▶ [Aim of the exercise]:
Give the count of lines in the data that include "instance", with no other words.

--- Dataset entries Enclosed Below ---

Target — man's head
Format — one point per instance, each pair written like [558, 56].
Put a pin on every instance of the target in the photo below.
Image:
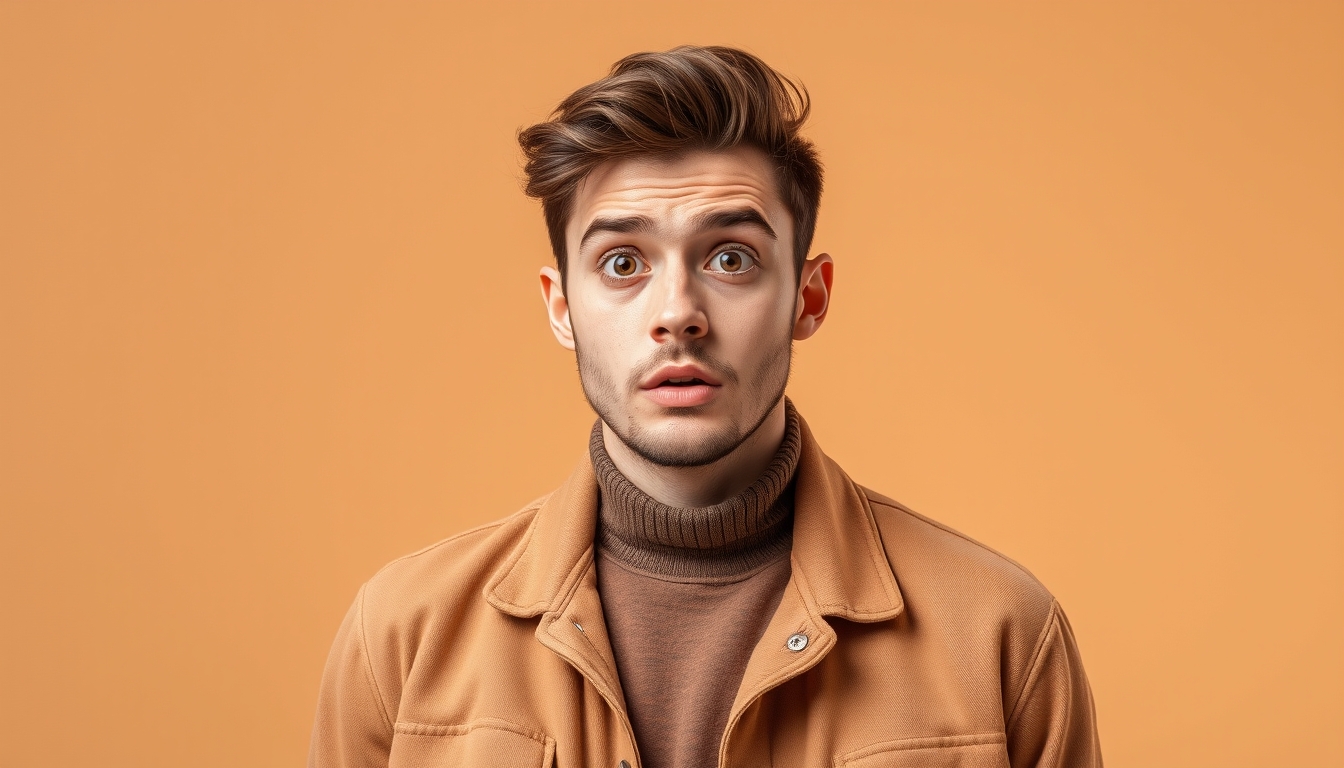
[680, 203]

--- End of Enclosed Dataset entries ---

▶ [Response for this exercise]:
2